## RECORDS PROVIDED
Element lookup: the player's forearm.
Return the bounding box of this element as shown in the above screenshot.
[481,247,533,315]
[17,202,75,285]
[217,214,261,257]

==

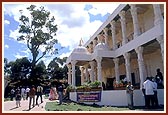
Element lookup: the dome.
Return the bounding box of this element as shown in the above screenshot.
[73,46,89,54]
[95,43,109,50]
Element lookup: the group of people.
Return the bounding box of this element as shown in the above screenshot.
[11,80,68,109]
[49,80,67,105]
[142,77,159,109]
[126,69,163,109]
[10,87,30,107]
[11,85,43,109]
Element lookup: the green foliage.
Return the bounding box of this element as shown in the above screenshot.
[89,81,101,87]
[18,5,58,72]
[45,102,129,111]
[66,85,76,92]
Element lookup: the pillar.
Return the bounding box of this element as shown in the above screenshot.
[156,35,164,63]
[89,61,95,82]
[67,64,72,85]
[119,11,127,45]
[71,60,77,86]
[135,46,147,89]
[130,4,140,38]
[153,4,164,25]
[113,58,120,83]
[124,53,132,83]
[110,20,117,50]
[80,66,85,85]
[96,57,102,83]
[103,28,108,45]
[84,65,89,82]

==

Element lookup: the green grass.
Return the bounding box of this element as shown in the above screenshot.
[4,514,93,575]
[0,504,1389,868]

## WRITTEN INSTRUCTION
Please copy the part of the listing above word for word, starting at the line that has "Element lookup: the green foliage." and stopping after the line that has "[84,65,89,82]". Include both of those lines.

## RESPONSE TO THIS EXERCISE
Element lookup: the green foliage.
Return the bounding box of this element as shown in the above screenshot.
[89,81,101,87]
[18,5,58,72]
[45,102,129,111]
[66,85,76,92]
Element lookup: the pillar.
Return the bounding box of this element as shown in the above screenshot.
[156,35,164,63]
[89,61,95,82]
[67,64,72,85]
[119,11,127,45]
[71,60,77,86]
[135,46,147,89]
[130,4,140,38]
[153,4,164,25]
[113,58,120,83]
[124,53,132,83]
[110,20,117,50]
[80,66,85,85]
[96,57,102,83]
[103,28,108,45]
[84,65,89,82]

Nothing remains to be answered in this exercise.